### EXERCISE
Can you restate the records below word for word?
----------------
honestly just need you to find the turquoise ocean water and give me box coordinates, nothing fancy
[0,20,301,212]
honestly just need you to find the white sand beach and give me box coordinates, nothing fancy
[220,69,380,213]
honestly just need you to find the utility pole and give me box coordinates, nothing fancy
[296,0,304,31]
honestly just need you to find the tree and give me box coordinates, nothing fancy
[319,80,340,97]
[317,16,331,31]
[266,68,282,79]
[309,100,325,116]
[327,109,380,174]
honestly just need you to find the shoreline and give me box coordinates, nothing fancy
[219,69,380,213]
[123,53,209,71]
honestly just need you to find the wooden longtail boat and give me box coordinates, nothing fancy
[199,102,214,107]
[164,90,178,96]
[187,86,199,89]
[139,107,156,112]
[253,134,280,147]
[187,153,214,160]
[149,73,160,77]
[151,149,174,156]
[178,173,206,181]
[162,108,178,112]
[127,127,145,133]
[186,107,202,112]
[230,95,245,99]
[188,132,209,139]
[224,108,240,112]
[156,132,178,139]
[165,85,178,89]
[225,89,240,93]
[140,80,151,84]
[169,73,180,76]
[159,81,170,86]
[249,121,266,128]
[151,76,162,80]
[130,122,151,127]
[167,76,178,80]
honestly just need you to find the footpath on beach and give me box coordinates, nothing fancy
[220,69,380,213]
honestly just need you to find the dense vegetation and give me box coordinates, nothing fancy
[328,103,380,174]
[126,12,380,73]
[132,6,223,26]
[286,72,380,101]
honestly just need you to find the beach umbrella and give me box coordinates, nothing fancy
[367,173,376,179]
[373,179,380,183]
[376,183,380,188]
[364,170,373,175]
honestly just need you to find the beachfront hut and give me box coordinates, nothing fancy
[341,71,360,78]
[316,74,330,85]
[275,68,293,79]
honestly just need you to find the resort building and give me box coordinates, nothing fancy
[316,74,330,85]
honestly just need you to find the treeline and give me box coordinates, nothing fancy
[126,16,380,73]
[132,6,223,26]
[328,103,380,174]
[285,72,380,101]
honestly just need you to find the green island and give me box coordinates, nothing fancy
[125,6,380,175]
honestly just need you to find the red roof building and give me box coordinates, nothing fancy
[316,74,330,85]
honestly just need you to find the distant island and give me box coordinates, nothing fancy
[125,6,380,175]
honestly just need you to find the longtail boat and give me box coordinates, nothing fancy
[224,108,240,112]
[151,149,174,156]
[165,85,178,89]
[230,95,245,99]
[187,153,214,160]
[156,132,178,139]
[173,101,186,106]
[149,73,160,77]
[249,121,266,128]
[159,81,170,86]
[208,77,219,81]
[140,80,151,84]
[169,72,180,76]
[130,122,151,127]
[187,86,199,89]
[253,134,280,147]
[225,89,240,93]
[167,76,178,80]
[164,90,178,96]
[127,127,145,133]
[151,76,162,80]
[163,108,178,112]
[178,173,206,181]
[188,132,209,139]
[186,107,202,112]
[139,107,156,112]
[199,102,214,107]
----------------
### ANSWER SECTION
honestly just need you to find the turquoise ocean water and give me box coordinates, nothing fancy
[0,20,301,212]
honestly just need you to find the white sand beach and give me box coordinates, nothing fancy
[220,69,380,213]
honestly just need you to find the utility pole and give me box coordinates, nothing fancy
[296,0,304,31]
honestly just need you to find the tree and give me box coordinates, nothing fancy
[319,80,340,97]
[317,16,331,31]
[266,68,282,79]
[309,100,325,116]
[327,109,380,174]
honestly just need you to find the shoreline and give me box coordinates, nothing fancy
[219,69,380,213]
[123,53,209,71]
honestly just need you to find the wooden longtail boat and give me box coordinates, nothing fancy
[199,102,214,107]
[164,90,178,96]
[187,86,199,89]
[139,107,156,112]
[253,134,280,147]
[187,153,214,160]
[149,73,160,77]
[151,149,174,156]
[178,173,206,181]
[162,108,178,112]
[127,127,145,133]
[186,107,202,112]
[230,95,245,99]
[188,132,209,139]
[224,108,240,112]
[156,132,178,139]
[165,85,178,89]
[225,89,240,93]
[140,80,151,84]
[169,73,180,76]
[159,81,170,86]
[249,121,266,128]
[151,76,162,80]
[130,122,151,127]
[167,76,178,80]
honestly just need you to find the footpath on beach and give me box coordinates, nothing fancy
[220,69,380,213]
honestly just need you to find the dense vegetation and give me box coordinates, nothing fancy
[328,103,380,174]
[126,12,380,73]
[132,6,223,26]
[286,72,380,101]
honestly just need you to find the beach umbrella and give me box coordinates, nothing fancy
[367,173,376,179]
[373,179,380,183]
[376,183,380,188]
[364,170,373,175]
honestly just need you to find the beachfront hut and give me box coordinates, nothing fancy
[341,71,360,78]
[316,74,330,85]
[275,68,293,79]
honestly just need you to find the resort building and give me box coordinates, nothing fancy
[316,74,330,85]
honestly just need you to find the treeline and give me box coordinates, nothing fancy
[126,16,380,73]
[132,6,223,26]
[328,103,380,174]
[285,72,380,101]
honestly just need you to find the green island and give me box coordinates, nothing fancy
[125,6,380,175]
honestly just need you to find the red roof building and give me box coordinates, nothing fancy
[316,74,330,85]
honestly just need you to find the distant island and give me box coordinates, nothing fancy
[125,6,380,175]
honestly just need you to find the longtail boat and give me box coordinates, nothing fancy
[224,108,240,112]
[151,149,174,156]
[165,85,178,89]
[230,95,245,99]
[187,153,214,160]
[156,132,178,139]
[173,101,186,106]
[149,73,160,77]
[249,121,266,128]
[159,81,170,86]
[208,77,219,81]
[140,80,151,84]
[169,72,180,76]
[130,122,151,127]
[187,86,199,89]
[253,134,280,147]
[225,89,240,93]
[167,76,178,80]
[164,90,178,96]
[127,127,145,133]
[151,76,162,80]
[163,108,178,112]
[178,173,206,181]
[188,132,209,139]
[186,107,202,112]
[139,107,156,112]
[199,102,214,107]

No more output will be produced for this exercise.